## Required task:
Reproduce verbatim only the lines from the one containing "Dear assistant, the user would like the steer's ear" through the last line below, both included.

## Data for processing:
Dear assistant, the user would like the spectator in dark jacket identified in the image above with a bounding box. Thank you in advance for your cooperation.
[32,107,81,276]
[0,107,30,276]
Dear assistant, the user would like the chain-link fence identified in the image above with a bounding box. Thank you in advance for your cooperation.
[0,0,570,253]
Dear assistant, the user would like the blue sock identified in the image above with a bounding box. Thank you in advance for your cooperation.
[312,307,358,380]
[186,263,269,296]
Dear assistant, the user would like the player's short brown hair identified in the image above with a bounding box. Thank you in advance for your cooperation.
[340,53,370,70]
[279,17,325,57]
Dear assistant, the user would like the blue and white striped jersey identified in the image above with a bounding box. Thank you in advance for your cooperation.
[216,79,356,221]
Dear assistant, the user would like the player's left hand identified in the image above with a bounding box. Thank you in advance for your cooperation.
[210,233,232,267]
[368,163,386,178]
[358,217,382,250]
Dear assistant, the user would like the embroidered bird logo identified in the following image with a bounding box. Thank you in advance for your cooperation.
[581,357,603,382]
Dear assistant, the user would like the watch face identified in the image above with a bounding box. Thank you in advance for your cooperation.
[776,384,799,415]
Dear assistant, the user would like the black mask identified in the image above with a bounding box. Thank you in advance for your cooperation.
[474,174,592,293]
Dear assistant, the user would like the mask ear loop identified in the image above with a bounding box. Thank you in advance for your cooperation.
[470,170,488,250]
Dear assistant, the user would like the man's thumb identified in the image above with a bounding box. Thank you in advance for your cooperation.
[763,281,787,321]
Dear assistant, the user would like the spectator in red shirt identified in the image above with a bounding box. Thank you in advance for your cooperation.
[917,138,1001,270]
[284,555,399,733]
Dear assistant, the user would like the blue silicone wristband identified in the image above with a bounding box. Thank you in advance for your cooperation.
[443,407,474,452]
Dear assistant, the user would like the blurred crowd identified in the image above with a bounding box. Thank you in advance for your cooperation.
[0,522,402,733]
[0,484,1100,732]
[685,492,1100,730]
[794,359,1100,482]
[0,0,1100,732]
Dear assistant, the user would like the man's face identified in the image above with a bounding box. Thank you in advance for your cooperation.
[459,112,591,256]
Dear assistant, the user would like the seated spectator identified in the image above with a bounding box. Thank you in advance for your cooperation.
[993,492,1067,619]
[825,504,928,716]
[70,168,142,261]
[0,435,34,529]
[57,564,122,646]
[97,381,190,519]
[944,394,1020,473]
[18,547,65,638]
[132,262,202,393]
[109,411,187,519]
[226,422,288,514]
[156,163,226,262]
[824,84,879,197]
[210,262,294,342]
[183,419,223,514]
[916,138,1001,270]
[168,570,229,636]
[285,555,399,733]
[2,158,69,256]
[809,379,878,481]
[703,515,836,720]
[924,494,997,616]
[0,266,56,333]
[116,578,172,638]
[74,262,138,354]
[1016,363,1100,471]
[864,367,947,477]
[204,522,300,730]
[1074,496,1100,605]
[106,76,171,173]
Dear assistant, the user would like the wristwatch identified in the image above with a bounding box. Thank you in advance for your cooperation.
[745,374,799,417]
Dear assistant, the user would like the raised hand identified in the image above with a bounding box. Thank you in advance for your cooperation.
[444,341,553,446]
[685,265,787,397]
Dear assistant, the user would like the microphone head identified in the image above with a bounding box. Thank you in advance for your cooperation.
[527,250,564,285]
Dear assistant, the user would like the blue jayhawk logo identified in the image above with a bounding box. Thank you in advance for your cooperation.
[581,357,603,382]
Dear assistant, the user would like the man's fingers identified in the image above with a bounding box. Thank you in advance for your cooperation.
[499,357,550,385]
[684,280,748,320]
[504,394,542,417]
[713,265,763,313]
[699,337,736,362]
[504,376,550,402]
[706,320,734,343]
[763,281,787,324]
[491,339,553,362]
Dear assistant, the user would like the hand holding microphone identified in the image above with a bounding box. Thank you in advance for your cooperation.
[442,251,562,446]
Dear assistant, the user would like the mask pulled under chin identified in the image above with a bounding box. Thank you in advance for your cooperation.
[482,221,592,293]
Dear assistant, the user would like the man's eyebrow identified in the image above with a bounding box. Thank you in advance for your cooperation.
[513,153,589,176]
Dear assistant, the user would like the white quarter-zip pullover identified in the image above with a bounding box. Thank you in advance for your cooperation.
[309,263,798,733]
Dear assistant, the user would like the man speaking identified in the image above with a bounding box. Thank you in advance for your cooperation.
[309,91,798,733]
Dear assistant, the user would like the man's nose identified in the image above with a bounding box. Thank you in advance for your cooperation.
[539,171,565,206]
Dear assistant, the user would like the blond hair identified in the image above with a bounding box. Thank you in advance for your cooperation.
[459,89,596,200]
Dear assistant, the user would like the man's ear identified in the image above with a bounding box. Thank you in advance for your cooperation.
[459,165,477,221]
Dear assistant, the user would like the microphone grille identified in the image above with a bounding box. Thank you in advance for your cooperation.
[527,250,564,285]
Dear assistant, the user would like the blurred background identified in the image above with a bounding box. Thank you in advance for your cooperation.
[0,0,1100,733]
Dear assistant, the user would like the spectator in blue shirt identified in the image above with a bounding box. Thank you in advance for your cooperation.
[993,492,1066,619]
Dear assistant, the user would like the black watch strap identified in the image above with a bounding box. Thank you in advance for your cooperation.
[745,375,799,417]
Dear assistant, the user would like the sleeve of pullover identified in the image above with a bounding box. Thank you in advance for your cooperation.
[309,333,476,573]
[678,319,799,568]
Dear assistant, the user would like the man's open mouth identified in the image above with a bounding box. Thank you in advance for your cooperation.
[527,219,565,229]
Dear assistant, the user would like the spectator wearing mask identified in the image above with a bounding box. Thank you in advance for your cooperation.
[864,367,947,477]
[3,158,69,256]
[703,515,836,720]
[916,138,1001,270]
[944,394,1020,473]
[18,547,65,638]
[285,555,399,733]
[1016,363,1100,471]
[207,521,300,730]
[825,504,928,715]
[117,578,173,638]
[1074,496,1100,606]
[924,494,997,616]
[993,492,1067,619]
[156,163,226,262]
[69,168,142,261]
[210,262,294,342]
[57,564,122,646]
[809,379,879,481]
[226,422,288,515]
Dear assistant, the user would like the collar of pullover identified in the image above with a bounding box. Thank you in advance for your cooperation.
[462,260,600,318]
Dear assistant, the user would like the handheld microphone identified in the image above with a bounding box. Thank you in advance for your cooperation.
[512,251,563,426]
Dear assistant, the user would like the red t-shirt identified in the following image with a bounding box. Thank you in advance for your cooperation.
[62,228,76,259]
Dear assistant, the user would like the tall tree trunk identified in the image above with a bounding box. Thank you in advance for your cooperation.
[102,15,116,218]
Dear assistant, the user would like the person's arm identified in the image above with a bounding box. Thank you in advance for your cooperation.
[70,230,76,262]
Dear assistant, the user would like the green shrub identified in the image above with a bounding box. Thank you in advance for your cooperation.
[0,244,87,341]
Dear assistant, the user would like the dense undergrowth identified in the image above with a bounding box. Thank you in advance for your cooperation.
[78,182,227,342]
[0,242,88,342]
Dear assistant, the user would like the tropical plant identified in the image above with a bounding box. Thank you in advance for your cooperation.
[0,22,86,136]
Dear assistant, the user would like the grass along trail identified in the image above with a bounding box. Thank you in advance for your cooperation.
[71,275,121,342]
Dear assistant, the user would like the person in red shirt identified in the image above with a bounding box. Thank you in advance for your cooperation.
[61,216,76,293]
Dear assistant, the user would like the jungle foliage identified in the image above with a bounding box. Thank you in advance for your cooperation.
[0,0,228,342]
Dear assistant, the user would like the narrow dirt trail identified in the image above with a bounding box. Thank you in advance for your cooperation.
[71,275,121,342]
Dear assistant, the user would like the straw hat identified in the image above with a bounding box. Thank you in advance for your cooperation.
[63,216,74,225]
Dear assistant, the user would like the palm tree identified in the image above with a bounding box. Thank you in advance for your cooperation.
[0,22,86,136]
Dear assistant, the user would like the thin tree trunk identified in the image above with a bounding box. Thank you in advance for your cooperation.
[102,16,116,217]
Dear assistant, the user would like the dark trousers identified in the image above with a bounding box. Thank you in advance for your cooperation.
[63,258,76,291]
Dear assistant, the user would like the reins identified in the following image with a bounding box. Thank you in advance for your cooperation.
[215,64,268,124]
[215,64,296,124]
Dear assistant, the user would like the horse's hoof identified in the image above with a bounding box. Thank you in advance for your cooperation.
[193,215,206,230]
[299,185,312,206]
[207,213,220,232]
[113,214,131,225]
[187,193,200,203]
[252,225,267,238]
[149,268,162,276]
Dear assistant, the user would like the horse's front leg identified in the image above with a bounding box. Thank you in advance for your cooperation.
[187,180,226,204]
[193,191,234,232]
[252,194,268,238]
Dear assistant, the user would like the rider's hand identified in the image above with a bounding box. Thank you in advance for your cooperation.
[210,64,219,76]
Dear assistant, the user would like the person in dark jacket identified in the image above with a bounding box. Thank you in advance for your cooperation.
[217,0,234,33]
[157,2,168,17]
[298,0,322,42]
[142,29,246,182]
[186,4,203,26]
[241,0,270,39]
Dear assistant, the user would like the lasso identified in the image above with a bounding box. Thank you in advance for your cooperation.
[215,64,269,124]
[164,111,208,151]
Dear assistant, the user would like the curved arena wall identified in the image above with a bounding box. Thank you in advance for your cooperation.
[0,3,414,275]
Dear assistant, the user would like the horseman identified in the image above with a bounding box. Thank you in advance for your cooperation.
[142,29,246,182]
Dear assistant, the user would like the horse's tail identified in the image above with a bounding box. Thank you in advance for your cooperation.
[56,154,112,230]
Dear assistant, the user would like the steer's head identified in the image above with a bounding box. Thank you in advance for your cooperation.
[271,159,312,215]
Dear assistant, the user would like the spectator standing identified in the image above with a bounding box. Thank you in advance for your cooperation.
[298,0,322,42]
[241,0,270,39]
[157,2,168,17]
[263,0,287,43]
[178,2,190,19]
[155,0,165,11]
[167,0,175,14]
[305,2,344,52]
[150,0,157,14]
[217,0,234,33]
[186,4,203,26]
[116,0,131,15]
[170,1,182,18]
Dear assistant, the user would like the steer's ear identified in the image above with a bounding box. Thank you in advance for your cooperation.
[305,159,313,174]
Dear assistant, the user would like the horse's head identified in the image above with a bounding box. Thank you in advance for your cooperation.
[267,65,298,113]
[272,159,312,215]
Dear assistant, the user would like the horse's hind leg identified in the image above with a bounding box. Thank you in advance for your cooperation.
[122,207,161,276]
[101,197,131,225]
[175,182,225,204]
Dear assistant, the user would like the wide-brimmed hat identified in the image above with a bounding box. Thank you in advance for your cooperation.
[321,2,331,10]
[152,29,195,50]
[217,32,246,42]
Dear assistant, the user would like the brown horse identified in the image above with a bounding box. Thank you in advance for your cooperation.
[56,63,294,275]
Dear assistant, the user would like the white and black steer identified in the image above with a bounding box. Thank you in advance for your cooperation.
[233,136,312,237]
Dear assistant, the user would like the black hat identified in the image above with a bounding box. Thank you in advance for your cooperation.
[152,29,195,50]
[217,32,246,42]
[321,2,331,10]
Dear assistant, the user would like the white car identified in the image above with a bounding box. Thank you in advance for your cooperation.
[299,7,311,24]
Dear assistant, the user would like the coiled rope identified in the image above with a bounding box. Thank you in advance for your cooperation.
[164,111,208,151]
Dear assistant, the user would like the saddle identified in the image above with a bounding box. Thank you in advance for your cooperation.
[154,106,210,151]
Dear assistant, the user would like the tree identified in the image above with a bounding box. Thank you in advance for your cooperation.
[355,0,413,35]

## Complete output:
Dear assistant, the user would like the steer's ear identified in the image above with a bounding box. Thank you in advance for your cooperation.
[305,159,313,174]
Dear assistant, the user would like the horse's head identified in the image above with a bounding box. Thank you in advance for your cooperation.
[267,65,298,113]
[272,159,312,215]
Dear assistant, the user would like the horse's hind leg identified in the image above with a bounding box. Thank you in advance for your cooperation.
[122,207,161,276]
[101,197,131,225]
[175,182,225,204]
Dear assistant, the user would like the wide-brimmed hat identified in the image above with a bounding box. Thank you in advance for your cooperation.
[321,2,331,10]
[152,29,195,50]
[217,32,246,42]
Dear assistant, the user would like the brown horse identified in the image above with a bounding box. Thank you in advance for your cooperation.
[56,63,294,275]
Dear assistant, the user would like the white and black steer identified in the image above with a bounding box. Thank you in advance for your cooperation.
[233,136,312,237]
Dear assistant, the user would like the black hat identified in the image above with a bounding box. Thank you in advance for your cooperation.
[152,29,195,50]
[217,32,246,42]
[321,2,331,10]
Dear assistant, the user would like the white car identified in the image above with a bounding box. Thank you in advance for your cooperation.
[299,7,311,24]
Dear assistant, the user would like the coiled rope identified in the image above with a bounding box. Thank you in advance for your cooperation.
[164,111,208,151]
Dear assistant, the user would like the saddle identified in the image above with a bounding box. Thank you in advance for your cooperation.
[154,106,210,151]
Dear assistant, the user would like the tree identified in the image above with a bounding box. Thank you in advance for your cooperation.
[355,0,413,35]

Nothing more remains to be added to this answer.